ABOUT THIS EXERCISE: Carry on the article about the Kangchu system in Johor, picking up after its final sentence.

EXTRACT TO READ:
* * * *

The Kangchu system was a socio-economic system of organisation and administration developed by Chinese agricultural settlers in Johor during the 19th century. The settlers organised themselves into informal associations (similar to the Kongsi organisations found in other Chinese communities), and chose a leader from among themselves.

In Chinese, "Kangchu" (港主; Hokkien Pe̍h-ōe-jī: Káng-chú; Teochew Pe̍h-ūe-jī: Káng-tsú) literally means 'master of the riverbank', and was the title given to the Chinese headmen of these river settlements. The "Kangchu" leaders are also called "Kapitan".

The Kangchu system traces its origins from the 18th century when Chinese coolies settled in Penang and Riau and set up gambier and pepper plantations there. The sovereign rulers of Johor, Temenggong Daeng Ibrahim and his son and successor, Sultan Abu Bakar, took up the Kangchu system during the first half of the 19th century to provide a more organised form of administration as Chinese immigrants began to settle in the state in great numbers and developed the state's agricultural economy.

The term "Kangchu" became widely used during the 19th century, as Chinese immigrants began to settle in and around Johor state and set up gambier and pepper plantations. The social and economic welfare of the early Chinese settlers came under the charge of local Chinese leaders, who were responsible for running these agricultural plantations, which were situated along the river banks. In 1917, the British colonial government in Johor implemented an act which abolished the Kangchu system in the state, and the value for gambier declined during the early 20th century.

Variants of the Kangchu system thrived in other parts of Maritime Southeast Asia, where gambier and pepper were cultivated and where there were significant Chinese populations. The Kangchu and coolies who worked in the gambier and pepper plantations were mainly of Teochew origin, and were generally first- or second-generation Chinese immigrants.

==History==

===Early years===
The origins of the Kangchu system dates back to the mid-18th century, when early Chinese settlers in Penang experimented in cash crop plantations with various types of crops, including pepper, gambier, betelnut and clove. The plantations were abandoned by the late 18th-century, as Penang experienced wars from Buginese seafarers that resulted in many gambier plantations being destroyed; contributing to the decline in plantations was the growing popularity of the spice trade that reaped much greater profits. At the beginning of the 19th century, these Chinese settlers began to look south to Malacca and Singapore, where gambier and pepper plantations had also been established.

* * * *

SOURCE DATA:

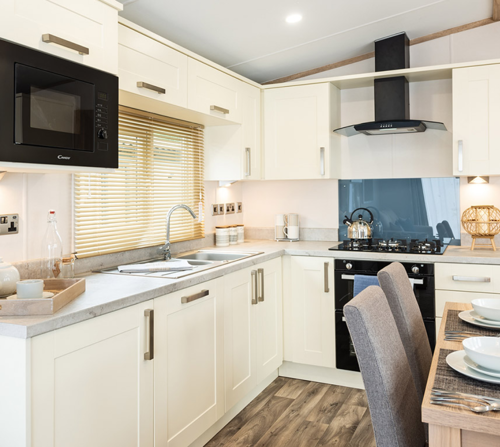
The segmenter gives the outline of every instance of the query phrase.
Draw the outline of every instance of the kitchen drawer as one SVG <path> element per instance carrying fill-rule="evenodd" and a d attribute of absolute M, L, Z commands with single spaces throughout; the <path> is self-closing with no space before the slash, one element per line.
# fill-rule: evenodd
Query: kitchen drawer
<path fill-rule="evenodd" d="M 195 59 L 188 60 L 188 107 L 191 110 L 241 123 L 242 84 L 216 68 Z"/>
<path fill-rule="evenodd" d="M 443 316 L 444 305 L 447 301 L 453 303 L 470 303 L 472 300 L 480 298 L 500 298 L 500 294 L 436 290 L 436 317 Z"/>
<path fill-rule="evenodd" d="M 500 266 L 436 264 L 436 289 L 500 293 Z"/>
<path fill-rule="evenodd" d="M 118 27 L 120 89 L 187 107 L 187 60 L 185 54 L 126 26 Z M 149 86 L 138 87 L 138 82 Z M 154 87 L 164 89 L 159 93 Z"/>
<path fill-rule="evenodd" d="M 109 2 L 113 3 L 113 2 Z M 118 11 L 100 0 L 2 0 L 0 37 L 55 56 L 117 73 Z M 89 54 L 42 41 L 52 34 L 88 48 Z"/>

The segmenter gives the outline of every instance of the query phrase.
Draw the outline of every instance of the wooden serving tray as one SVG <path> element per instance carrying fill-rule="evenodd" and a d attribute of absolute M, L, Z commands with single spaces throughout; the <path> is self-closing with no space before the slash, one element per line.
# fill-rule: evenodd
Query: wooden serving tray
<path fill-rule="evenodd" d="M 52 315 L 85 292 L 85 278 L 44 279 L 44 292 L 52 292 L 51 298 L 31 300 L 0 300 L 0 316 L 3 315 Z"/>

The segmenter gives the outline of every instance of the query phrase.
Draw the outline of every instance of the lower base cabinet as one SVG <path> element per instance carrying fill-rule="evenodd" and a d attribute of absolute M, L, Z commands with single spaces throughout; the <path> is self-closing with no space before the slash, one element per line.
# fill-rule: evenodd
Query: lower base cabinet
<path fill-rule="evenodd" d="M 224 414 L 223 278 L 155 299 L 155 445 L 186 447 Z"/>
<path fill-rule="evenodd" d="M 281 258 L 225 277 L 226 411 L 283 363 L 282 321 Z"/>
<path fill-rule="evenodd" d="M 153 447 L 154 369 L 144 359 L 152 308 L 147 301 L 32 339 L 31 447 Z"/>
<path fill-rule="evenodd" d="M 333 259 L 292 256 L 291 318 L 294 363 L 335 367 Z"/>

* * * *

EXPECTED OUTPUT:
In the late 1820s, Chinese settlers from Singapore also began to look towards Johor for gambier and pepper cultivation at the encouragement of Temenggong Abdul Rahman and his successor, Daeng Ibrahim. As more Chinese settlers established gambier and pepper plantations in Johor during the 1840s, Temenggong Daeng Ibrahim formed a bureaucracy made up of Malay officials to oversee administrative affairs upon the Kangchu. He began issuing official permits, known as Surat Sungai (transliterated as "river documents") in Malay, to the Kangchu (leaders of the settlers) which permitted them to establish these plantations along the river banks. In turn, the Kangchu were required to pay taxes from the profits generated by the gambier and pepper farms and the Surat Sungai, which had to be renewed after a specified period of time.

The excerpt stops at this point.